TASK DIRECTIONS: Print the material from its first line through the line containing "[0,352,382,674]", including both of those lines. Leave the pictures out.

LISTING:

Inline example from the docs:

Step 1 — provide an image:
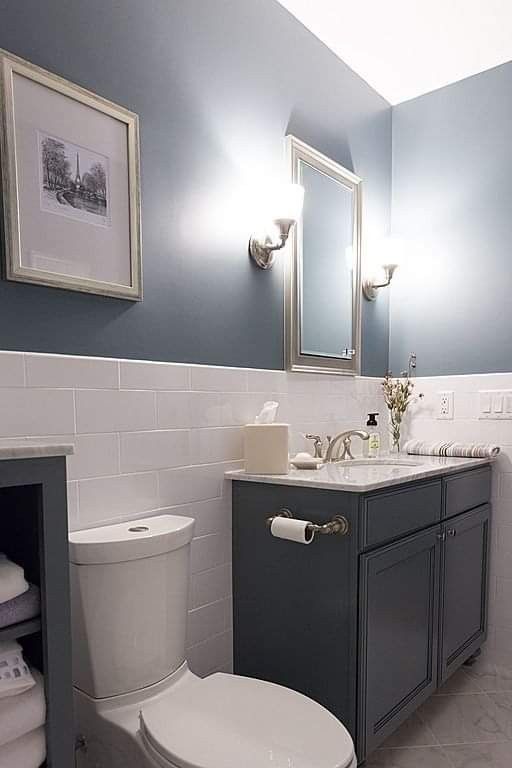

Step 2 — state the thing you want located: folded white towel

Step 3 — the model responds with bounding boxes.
[0,641,35,699]
[0,669,46,747]
[0,552,28,603]
[0,728,46,768]
[404,440,500,459]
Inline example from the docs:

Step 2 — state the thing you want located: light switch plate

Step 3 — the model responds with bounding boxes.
[437,392,453,419]
[478,389,512,421]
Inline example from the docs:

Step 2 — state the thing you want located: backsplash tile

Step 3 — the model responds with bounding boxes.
[0,352,382,674]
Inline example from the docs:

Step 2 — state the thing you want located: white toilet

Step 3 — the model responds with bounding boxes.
[69,515,357,768]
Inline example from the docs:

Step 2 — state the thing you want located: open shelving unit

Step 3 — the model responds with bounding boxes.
[0,456,74,768]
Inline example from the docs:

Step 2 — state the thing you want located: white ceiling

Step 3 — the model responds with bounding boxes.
[279,0,512,104]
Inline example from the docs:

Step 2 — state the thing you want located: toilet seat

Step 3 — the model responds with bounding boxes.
[140,673,355,768]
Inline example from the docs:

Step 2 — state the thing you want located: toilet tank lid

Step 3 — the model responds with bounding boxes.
[69,515,194,565]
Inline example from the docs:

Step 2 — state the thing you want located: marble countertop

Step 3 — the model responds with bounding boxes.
[0,440,75,461]
[225,455,492,493]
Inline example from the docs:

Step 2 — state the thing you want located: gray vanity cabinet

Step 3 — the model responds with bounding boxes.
[439,505,490,682]
[358,528,441,754]
[233,465,490,762]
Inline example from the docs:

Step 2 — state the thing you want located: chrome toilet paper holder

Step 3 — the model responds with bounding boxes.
[267,507,350,538]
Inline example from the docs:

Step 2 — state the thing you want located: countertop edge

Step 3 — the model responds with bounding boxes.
[0,443,75,461]
[224,456,494,493]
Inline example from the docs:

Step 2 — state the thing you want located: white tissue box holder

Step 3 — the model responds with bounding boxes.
[244,423,289,475]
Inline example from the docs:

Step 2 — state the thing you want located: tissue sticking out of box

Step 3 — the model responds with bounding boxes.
[244,400,289,475]
[254,400,279,424]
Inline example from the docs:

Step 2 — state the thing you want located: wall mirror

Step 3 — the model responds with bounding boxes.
[286,136,361,375]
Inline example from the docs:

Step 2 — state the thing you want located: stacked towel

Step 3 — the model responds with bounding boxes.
[0,728,46,768]
[0,552,28,603]
[0,584,41,629]
[404,440,500,459]
[0,656,46,768]
[0,669,46,748]
[0,641,35,701]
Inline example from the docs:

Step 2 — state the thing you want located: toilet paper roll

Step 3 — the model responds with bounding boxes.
[270,517,314,544]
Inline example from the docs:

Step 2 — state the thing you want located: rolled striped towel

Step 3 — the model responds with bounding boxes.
[404,440,500,459]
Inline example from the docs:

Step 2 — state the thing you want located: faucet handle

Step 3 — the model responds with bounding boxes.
[304,435,324,459]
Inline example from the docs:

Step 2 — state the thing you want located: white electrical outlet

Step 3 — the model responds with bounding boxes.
[437,392,453,419]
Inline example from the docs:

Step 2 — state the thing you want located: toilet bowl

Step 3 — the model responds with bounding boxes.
[69,515,357,768]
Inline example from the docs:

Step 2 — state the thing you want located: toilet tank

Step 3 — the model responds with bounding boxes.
[69,515,194,699]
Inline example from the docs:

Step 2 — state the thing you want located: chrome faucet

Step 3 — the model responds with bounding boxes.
[304,435,329,459]
[324,429,370,464]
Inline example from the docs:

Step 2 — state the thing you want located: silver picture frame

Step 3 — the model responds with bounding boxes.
[0,49,142,301]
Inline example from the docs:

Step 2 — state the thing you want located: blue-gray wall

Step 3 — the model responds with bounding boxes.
[0,0,391,374]
[390,63,512,375]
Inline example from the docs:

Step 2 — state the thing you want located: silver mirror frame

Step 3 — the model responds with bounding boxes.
[285,140,362,376]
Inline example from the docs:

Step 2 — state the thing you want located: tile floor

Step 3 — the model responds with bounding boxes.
[365,657,512,768]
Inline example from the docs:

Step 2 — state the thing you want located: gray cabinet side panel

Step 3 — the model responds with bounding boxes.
[233,482,357,734]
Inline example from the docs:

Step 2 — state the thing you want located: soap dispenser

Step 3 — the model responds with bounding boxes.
[366,413,380,459]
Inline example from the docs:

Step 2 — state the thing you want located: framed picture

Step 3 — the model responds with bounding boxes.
[0,50,142,301]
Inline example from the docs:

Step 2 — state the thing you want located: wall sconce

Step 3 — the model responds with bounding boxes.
[249,184,304,269]
[363,264,398,301]
[363,237,406,301]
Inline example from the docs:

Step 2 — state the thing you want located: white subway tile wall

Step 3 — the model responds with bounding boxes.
[404,373,512,692]
[0,352,384,675]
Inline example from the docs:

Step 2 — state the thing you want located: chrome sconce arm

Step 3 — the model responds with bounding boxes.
[363,264,398,301]
[249,184,304,269]
[249,219,295,269]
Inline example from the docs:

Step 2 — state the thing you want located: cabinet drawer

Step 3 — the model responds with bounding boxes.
[444,467,491,517]
[361,480,441,548]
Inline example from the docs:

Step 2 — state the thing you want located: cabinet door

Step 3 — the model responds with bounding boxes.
[358,526,441,760]
[440,505,490,681]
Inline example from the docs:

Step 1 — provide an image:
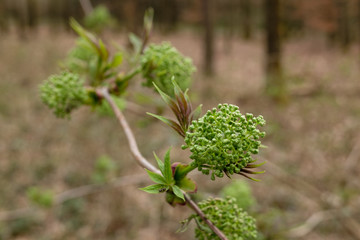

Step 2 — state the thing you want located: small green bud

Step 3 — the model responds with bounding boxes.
[40,72,87,118]
[195,197,257,240]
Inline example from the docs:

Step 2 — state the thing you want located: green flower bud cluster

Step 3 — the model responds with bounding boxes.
[141,43,195,96]
[195,197,257,240]
[40,72,87,118]
[183,104,265,180]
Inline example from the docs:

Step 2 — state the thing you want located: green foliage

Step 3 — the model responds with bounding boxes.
[147,79,202,137]
[140,149,196,206]
[221,180,255,210]
[195,197,257,240]
[92,156,116,183]
[141,43,195,96]
[40,71,87,118]
[65,38,97,74]
[26,187,54,208]
[183,104,265,180]
[84,5,115,33]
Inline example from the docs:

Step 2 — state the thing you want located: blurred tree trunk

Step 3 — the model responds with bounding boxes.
[338,0,351,52]
[0,0,8,32]
[265,0,287,102]
[123,0,140,35]
[240,0,252,40]
[201,0,215,75]
[27,0,38,29]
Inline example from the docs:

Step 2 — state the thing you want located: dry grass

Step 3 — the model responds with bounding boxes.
[0,27,360,240]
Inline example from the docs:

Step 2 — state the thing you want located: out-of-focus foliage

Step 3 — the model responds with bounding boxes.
[141,42,195,96]
[84,5,116,33]
[195,197,257,240]
[40,71,87,118]
[65,38,97,74]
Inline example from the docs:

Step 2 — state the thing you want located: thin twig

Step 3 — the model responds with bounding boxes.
[80,0,94,16]
[97,88,228,240]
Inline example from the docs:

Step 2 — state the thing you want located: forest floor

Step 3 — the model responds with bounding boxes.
[0,26,360,240]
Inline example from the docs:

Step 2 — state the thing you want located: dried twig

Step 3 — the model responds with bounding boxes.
[97,88,227,240]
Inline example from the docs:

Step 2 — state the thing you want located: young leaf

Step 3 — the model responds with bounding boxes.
[99,39,109,61]
[164,148,174,184]
[154,152,164,175]
[153,82,176,106]
[172,185,185,201]
[144,8,154,34]
[129,33,141,53]
[191,104,202,120]
[145,169,166,185]
[140,184,169,194]
[176,177,197,193]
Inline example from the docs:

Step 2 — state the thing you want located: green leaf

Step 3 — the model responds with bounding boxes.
[111,52,123,68]
[129,33,142,53]
[176,177,197,193]
[154,152,164,175]
[164,148,174,184]
[147,112,185,137]
[191,104,202,120]
[99,39,109,61]
[139,184,169,194]
[153,82,175,106]
[145,169,166,184]
[172,185,185,201]
[174,164,196,182]
[144,8,154,34]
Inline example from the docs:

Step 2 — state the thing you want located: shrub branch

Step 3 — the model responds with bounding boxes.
[96,88,228,240]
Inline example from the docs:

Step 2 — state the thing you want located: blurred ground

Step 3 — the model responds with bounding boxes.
[0,26,360,240]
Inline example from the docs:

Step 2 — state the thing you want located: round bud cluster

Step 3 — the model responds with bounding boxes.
[183,104,265,180]
[40,72,87,118]
[195,197,257,240]
[141,42,195,96]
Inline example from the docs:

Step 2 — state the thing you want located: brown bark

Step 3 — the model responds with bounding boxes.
[201,0,215,75]
[241,0,252,39]
[265,0,286,102]
[338,0,351,52]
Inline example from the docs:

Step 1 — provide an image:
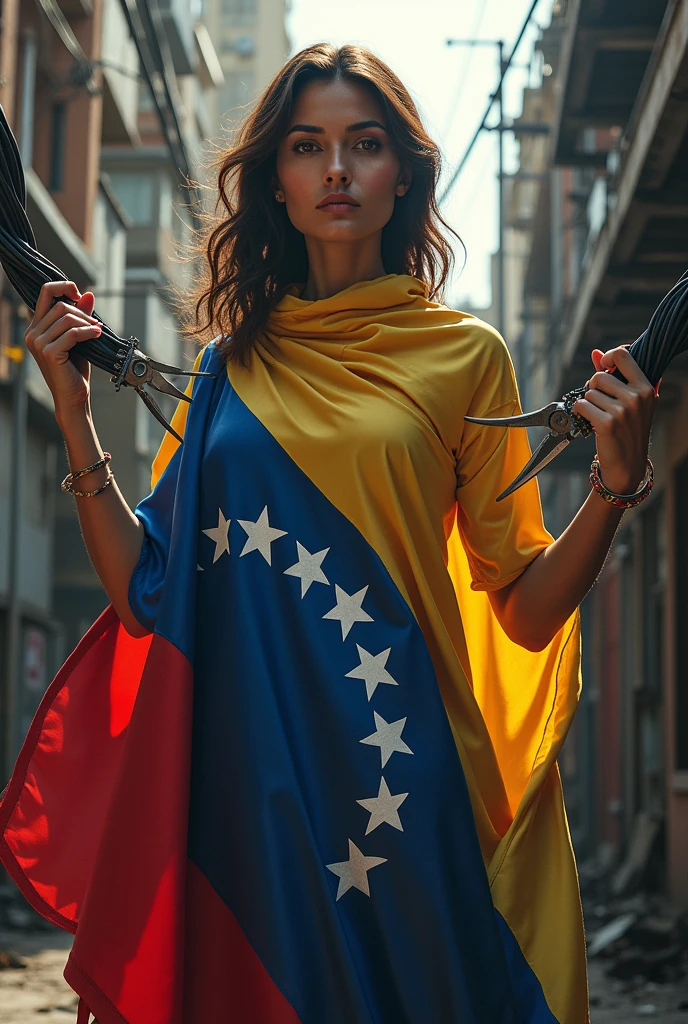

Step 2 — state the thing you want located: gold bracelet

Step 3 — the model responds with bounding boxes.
[70,469,115,498]
[60,452,113,498]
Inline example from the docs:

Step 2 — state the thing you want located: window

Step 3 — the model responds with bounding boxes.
[110,171,156,226]
[217,71,255,115]
[48,103,67,191]
[222,0,256,26]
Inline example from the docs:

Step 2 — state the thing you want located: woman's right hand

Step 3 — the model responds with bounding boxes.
[24,281,102,420]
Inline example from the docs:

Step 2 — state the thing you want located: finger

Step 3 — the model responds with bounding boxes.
[25,302,97,347]
[585,388,624,416]
[573,398,611,430]
[586,370,635,400]
[602,345,652,390]
[35,313,101,352]
[43,327,100,364]
[29,281,81,330]
[77,292,95,316]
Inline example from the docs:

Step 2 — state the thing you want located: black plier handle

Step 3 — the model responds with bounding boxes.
[464,387,593,502]
[52,295,215,441]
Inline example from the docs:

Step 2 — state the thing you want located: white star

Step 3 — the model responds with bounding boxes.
[285,541,330,598]
[346,644,399,700]
[360,711,414,768]
[203,509,231,564]
[237,505,287,565]
[326,840,387,899]
[356,775,409,836]
[323,584,373,640]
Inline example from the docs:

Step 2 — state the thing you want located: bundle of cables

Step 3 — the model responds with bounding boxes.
[569,270,688,398]
[0,105,213,440]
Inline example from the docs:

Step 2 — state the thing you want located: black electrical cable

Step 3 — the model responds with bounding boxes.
[0,105,213,440]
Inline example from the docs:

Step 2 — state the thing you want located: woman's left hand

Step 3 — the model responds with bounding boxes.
[573,346,659,495]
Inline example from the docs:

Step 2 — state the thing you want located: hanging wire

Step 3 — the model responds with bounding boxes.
[0,104,213,441]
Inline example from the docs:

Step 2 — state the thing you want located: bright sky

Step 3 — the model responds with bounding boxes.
[287,0,553,307]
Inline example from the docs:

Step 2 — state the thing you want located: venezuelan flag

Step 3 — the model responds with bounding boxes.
[0,274,588,1024]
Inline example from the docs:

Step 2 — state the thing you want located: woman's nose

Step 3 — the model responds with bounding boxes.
[325,160,351,185]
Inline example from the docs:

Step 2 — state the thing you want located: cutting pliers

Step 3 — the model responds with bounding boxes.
[52,295,215,441]
[111,337,215,441]
[464,387,593,502]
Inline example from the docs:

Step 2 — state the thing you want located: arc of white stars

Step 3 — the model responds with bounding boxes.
[285,541,330,598]
[323,584,375,640]
[346,644,399,700]
[203,509,231,564]
[356,775,409,836]
[326,840,387,899]
[237,505,287,565]
[359,711,414,768]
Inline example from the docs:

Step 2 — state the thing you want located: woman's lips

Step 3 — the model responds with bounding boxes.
[317,203,358,213]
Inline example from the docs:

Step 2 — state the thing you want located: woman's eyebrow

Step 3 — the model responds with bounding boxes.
[287,121,387,135]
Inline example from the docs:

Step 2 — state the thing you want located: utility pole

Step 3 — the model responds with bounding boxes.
[446,39,506,337]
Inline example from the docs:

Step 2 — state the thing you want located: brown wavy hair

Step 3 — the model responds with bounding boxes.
[180,43,463,366]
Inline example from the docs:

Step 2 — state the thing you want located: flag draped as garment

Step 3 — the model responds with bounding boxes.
[0,274,588,1024]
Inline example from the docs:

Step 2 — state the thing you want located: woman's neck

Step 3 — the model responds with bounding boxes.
[301,239,387,301]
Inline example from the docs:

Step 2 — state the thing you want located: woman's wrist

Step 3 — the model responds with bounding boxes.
[55,399,93,434]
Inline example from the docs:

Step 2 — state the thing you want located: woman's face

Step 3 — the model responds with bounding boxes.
[274,79,411,242]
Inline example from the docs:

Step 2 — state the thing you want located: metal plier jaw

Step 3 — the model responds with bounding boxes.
[110,337,215,441]
[464,387,593,502]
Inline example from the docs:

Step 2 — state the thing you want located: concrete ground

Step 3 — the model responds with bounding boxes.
[0,929,688,1024]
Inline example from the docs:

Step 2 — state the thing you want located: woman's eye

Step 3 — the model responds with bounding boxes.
[294,139,315,153]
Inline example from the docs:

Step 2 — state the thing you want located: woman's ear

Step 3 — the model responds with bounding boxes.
[394,168,413,196]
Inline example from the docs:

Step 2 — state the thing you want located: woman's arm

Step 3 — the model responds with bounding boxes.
[25,281,148,636]
[57,407,149,637]
[489,347,659,650]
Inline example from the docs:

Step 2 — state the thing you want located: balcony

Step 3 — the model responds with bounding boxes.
[554,0,673,167]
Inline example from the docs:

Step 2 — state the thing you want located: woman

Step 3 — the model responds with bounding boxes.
[3,44,656,1024]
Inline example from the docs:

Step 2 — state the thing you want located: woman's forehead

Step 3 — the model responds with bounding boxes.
[289,79,385,131]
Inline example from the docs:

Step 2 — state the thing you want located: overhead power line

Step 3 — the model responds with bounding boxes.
[442,0,489,137]
[439,0,540,205]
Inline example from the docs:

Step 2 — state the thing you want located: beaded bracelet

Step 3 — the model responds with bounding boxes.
[590,456,654,509]
[60,452,113,498]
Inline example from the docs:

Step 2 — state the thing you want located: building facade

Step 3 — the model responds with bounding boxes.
[0,0,287,777]
[499,0,688,906]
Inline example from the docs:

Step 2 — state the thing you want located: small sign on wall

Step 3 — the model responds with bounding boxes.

WORKED SOLUTION:
Inline example from the docs:

Step 1 — provide an image:

Step 2 — state the thing you want located: folded white towel

Step 3 — the model responds with bounding boxes.
[0,641,35,699]
[0,669,46,747]
[0,552,28,603]
[0,728,46,768]
[404,440,500,459]
Inline example from the docs:

Step 2 — state the thing you want located: light switch plate

Step 3 — the model responds with bounding boxes.
[437,392,453,419]
[478,389,512,421]
Inline example from the docs:

Step 2 — state the thing you want located: backsplash tile

Step 3 — the model responds with bounding boxes.
[0,352,382,674]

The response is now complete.